## EXERCISE AIM
Copy out every item below word for word, leaving the pictures out of your answer.

Coordinate labeling data:
==========

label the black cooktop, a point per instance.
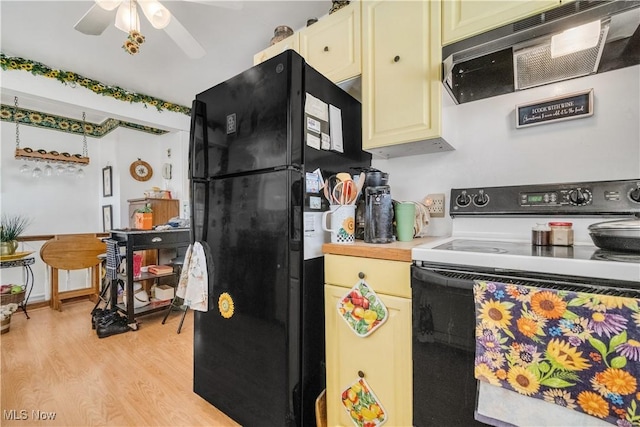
(586, 252)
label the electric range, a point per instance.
(492, 228)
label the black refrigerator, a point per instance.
(257, 144)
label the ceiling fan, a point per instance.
(127, 19)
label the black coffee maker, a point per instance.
(374, 211)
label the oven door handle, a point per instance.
(430, 276)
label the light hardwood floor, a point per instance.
(54, 363)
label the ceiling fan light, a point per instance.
(108, 4)
(124, 19)
(156, 13)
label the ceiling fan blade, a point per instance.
(227, 4)
(95, 21)
(184, 39)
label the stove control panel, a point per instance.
(584, 198)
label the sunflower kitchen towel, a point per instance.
(577, 350)
(193, 285)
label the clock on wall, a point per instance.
(141, 170)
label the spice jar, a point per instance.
(540, 234)
(561, 233)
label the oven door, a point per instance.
(444, 387)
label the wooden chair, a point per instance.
(73, 252)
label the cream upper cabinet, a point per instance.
(332, 45)
(401, 88)
(465, 18)
(383, 358)
(291, 42)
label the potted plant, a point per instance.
(144, 218)
(11, 227)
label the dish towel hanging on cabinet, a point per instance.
(575, 349)
(193, 286)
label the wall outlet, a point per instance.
(435, 203)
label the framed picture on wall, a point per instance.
(107, 223)
(107, 186)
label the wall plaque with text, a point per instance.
(566, 107)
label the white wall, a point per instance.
(490, 151)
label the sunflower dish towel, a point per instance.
(578, 350)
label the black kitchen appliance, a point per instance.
(256, 141)
(378, 215)
(491, 241)
(373, 178)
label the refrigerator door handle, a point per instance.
(199, 215)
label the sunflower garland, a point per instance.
(73, 79)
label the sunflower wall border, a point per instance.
(69, 125)
(74, 79)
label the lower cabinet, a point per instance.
(382, 358)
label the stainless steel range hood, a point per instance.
(518, 56)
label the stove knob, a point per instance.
(579, 197)
(463, 199)
(481, 199)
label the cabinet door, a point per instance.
(384, 357)
(332, 45)
(291, 42)
(465, 18)
(401, 89)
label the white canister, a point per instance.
(561, 233)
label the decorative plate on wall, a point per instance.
(141, 170)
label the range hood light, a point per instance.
(575, 39)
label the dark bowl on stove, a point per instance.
(619, 235)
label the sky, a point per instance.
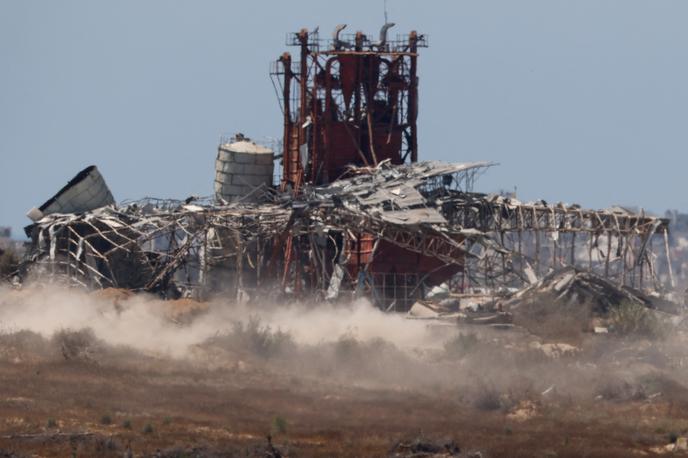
(580, 101)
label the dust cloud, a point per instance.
(357, 344)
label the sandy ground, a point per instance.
(502, 394)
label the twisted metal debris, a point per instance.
(197, 246)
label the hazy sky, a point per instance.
(581, 101)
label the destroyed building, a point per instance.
(354, 213)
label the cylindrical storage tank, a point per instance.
(241, 167)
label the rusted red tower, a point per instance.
(348, 100)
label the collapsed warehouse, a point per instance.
(354, 213)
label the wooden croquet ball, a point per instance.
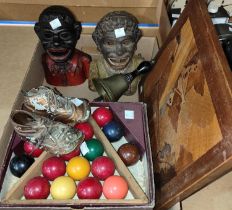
(31, 149)
(89, 188)
(37, 188)
(78, 168)
(20, 164)
(115, 187)
(94, 149)
(63, 187)
(113, 131)
(53, 167)
(103, 167)
(69, 156)
(129, 153)
(102, 116)
(86, 129)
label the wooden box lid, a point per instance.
(189, 97)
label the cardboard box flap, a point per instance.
(189, 97)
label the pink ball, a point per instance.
(53, 167)
(89, 188)
(115, 187)
(37, 188)
(103, 167)
(102, 116)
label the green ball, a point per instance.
(95, 149)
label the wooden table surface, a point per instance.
(17, 45)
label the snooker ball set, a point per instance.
(85, 172)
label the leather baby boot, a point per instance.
(55, 137)
(49, 102)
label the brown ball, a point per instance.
(129, 153)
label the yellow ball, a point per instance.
(78, 168)
(63, 187)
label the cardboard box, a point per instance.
(141, 183)
(188, 94)
(35, 77)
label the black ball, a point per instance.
(113, 131)
(20, 164)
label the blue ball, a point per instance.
(113, 131)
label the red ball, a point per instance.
(115, 187)
(102, 116)
(86, 129)
(53, 167)
(31, 149)
(37, 188)
(103, 167)
(69, 156)
(89, 188)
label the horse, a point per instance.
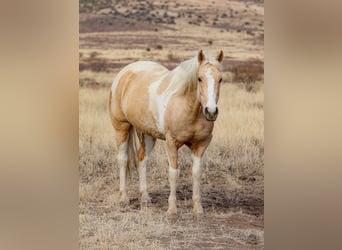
(147, 102)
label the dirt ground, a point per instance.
(115, 33)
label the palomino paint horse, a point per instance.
(148, 101)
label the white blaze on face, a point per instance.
(211, 102)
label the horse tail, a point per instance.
(134, 143)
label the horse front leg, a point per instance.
(197, 156)
(172, 153)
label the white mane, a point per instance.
(184, 77)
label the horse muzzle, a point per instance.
(210, 115)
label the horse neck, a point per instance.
(193, 103)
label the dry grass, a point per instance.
(232, 183)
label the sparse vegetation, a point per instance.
(114, 33)
(232, 182)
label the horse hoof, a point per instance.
(171, 211)
(124, 201)
(145, 199)
(198, 210)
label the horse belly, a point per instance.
(135, 105)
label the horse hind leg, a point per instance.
(146, 146)
(122, 136)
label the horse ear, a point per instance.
(220, 57)
(200, 57)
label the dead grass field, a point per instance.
(232, 183)
(115, 33)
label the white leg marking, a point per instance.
(122, 161)
(211, 104)
(142, 175)
(149, 143)
(173, 174)
(196, 181)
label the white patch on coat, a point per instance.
(160, 102)
(211, 103)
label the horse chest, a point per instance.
(187, 131)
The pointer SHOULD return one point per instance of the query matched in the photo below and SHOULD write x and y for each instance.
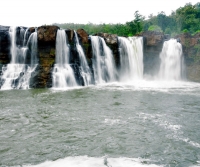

==========

## FULL SOLUTION
label the black cooktop, a point per instance.
(586, 252)
label the electric range, a point per instance.
(492, 228)
label the black refrigerator, a point per instance.
(257, 144)
label the ceiling fan, a point per instance.
(127, 19)
label the black coffee maker, a point per instance.
(374, 211)
label the oven door handle, a point per instance.
(430, 276)
label the light hardwood floor, a point per instance.
(54, 363)
label the ceiling fan light, a point per instance.
(108, 4)
(124, 19)
(156, 13)
label the ceiling fan blade, a point per instance.
(227, 4)
(95, 21)
(184, 39)
label the stove control panel, a point per instance.
(584, 198)
label the sunflower kitchen towel, a point per instance.
(577, 350)
(193, 285)
label the clock on wall, a point per instance.
(141, 170)
label the spice jar, a point per instance.
(540, 234)
(561, 233)
label the oven door, a point per instance.
(444, 387)
label the wooden chair, a point per instance.
(73, 252)
label the cream upper cabinet, a point per instance.
(332, 45)
(401, 88)
(465, 18)
(383, 358)
(291, 42)
label the potted plant, a point per instance.
(144, 218)
(11, 227)
label the dish towel hanging on cabinet, a point per instance.
(575, 349)
(193, 286)
label the wall outlet, a point per instance.
(435, 203)
label the framed picture on wall, a point per instance.
(107, 223)
(107, 186)
label the wall plaque with text, a point per instance.
(566, 107)
label the white wall, a point per instance.
(490, 151)
label the sunflower dish towel, a point per instance.
(578, 350)
label the black kitchen appliance, a point per instance.
(256, 141)
(378, 215)
(491, 241)
(373, 178)
label the refrigerator door handle, a point per instance.
(199, 215)
label the sunflower garland, a point per instance.
(73, 79)
label the sunflower wall border, a point per instance.
(69, 125)
(74, 79)
label the lower cabinet, a point per instance.
(382, 358)
label the stainless steel range hood, a point per instance.
(518, 56)
label the stove knob, a point per instance.
(579, 197)
(463, 199)
(481, 199)
label the cabinet door, a point per instance.
(384, 357)
(332, 45)
(291, 42)
(465, 18)
(401, 89)
label the white canister, a point per instance.
(561, 233)
label the decorative plate on wall, a point per instance.
(141, 170)
label the range hood light, a point per instance.
(575, 39)
label the dark bowl on stove, a point per instance.
(619, 235)
label the sky, a point per instance.
(580, 101)
label the dust cloud, a point per instance.
(357, 344)
label the sandy ground, a point per instance.
(502, 394)
label the twisted metal debris, a point per instance.
(197, 246)
label the hazy sky, a point per instance.
(581, 101)
label the destroyed building, a point per instance.
(354, 213)
label the cylindrical storage tank, a point per instance.
(241, 167)
label the rusted red tower, a point per instance.
(348, 100)
label the collapsed warehouse, a point per instance.
(354, 213)
label the wooden croquet ball, a point per instance.
(31, 149)
(89, 188)
(37, 188)
(78, 168)
(20, 164)
(115, 187)
(94, 149)
(63, 187)
(113, 131)
(53, 167)
(103, 167)
(69, 156)
(129, 153)
(102, 116)
(86, 129)
label the wooden box lid, a point per instance.
(189, 97)
label the cardboard box flap, a point per instance.
(189, 97)
label the pink ball, a point per instance.
(53, 167)
(89, 188)
(115, 187)
(37, 188)
(103, 167)
(102, 116)
label the green ball, a point per instance.
(95, 149)
label the wooden table surface, a point per instance.
(17, 45)
label the snooker ball set, a point per instance.
(85, 172)
label the leather baby boot, a point per instance.
(55, 137)
(49, 102)
label the brown ball, a point per instance.
(129, 153)
label the yellow ball, a point per instance.
(78, 168)
(63, 187)
label the cardboard box, a point per instance.
(141, 183)
(188, 94)
(35, 77)
label the black ball, a point per instance.
(113, 131)
(20, 164)
label the blue ball, a point per instance.
(113, 131)
label the red ball, a point per instance.
(115, 187)
(102, 116)
(86, 129)
(53, 167)
(31, 149)
(37, 188)
(103, 167)
(69, 156)
(89, 188)
label the horse, a point per instance.
(147, 102)
label the dirt ground, a point per instance.
(115, 33)
label the palomino paint horse, a point per instance.
(148, 101)
label the white blaze on face, a point per instance.
(211, 102)
label the horse tail, a point per instance.
(134, 143)
label the horse front leg, a point per instance.
(197, 156)
(172, 153)
label the white mane, a point per instance.
(184, 77)
label the horse muzzle, a point per instance.
(210, 115)
label the horse neck, a point per instance.
(193, 103)
label the dry grass, a point per instance.
(232, 183)
label the sparse vegetation, a point per instance.
(114, 33)
(232, 182)
label the horse hoof, a point per instance.
(171, 211)
(124, 201)
(145, 199)
(198, 210)
label the horse belly, a point per instance.
(135, 105)
label the horse hind leg, a point per instance.
(146, 146)
(122, 136)
label the horse ear, a point per instance.
(220, 57)
(200, 57)
label the dead grass field, a point per instance.
(232, 183)
(115, 33)
label the white leg marking, a point per instance.
(122, 161)
(211, 104)
(142, 175)
(149, 143)
(173, 174)
(196, 181)
label the white patch on coat, a point per instance.
(160, 102)
(211, 103)
label the horse chest, a point per instance.
(187, 131)
The pointer SHOULD return one point per instance of the query matched in the photo below and SHOULD write x and y for each instance.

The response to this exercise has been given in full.